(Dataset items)
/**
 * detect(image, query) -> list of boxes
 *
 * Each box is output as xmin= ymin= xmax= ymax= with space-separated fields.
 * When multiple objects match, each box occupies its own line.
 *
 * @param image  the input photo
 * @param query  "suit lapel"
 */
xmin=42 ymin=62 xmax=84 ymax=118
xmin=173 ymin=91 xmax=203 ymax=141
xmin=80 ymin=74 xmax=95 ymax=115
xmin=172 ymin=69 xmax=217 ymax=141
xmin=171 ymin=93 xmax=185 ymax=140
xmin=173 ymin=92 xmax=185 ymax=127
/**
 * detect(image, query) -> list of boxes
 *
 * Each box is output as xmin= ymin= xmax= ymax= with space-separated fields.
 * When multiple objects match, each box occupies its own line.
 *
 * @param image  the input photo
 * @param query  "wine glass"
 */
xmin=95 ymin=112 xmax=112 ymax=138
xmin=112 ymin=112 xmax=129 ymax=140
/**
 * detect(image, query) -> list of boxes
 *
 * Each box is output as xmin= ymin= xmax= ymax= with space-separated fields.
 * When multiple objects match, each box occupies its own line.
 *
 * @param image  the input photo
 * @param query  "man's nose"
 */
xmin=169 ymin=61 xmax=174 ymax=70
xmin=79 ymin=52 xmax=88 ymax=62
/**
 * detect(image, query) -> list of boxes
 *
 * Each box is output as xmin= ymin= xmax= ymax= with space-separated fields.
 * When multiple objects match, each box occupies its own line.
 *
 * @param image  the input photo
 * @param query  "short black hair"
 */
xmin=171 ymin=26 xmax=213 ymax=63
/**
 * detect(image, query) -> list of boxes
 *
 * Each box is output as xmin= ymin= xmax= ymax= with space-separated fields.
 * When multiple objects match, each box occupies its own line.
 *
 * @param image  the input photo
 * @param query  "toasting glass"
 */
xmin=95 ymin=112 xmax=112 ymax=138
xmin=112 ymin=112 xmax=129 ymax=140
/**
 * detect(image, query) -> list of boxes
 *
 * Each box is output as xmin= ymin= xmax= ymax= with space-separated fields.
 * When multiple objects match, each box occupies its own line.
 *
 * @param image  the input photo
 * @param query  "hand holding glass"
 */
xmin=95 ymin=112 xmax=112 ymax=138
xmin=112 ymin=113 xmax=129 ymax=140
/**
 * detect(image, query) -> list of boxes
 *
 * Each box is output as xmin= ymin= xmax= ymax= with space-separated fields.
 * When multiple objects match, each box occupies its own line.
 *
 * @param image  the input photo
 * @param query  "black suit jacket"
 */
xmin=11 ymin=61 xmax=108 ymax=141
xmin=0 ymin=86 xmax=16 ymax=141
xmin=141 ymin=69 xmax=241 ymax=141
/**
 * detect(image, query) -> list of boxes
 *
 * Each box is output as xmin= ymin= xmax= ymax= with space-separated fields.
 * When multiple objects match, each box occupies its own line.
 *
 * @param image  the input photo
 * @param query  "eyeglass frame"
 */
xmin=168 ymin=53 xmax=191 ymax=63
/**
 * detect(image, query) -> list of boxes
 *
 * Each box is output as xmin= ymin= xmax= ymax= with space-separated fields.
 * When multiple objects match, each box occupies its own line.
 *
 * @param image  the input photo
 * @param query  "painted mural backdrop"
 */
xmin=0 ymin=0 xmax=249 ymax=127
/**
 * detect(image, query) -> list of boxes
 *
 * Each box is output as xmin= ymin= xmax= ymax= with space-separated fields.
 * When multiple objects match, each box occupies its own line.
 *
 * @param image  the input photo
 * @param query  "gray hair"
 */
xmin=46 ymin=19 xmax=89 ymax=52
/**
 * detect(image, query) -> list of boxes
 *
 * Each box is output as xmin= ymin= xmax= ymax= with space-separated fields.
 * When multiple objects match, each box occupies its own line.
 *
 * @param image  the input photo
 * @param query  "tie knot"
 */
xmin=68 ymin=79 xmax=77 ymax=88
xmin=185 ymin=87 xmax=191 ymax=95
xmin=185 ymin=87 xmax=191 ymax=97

■ **Your goal**
Scan the data for lines containing "suit" and copy all of them.

■ **Result of the exercise**
 * @param query  "suit lapel"
 * @param query  "black suit jacket"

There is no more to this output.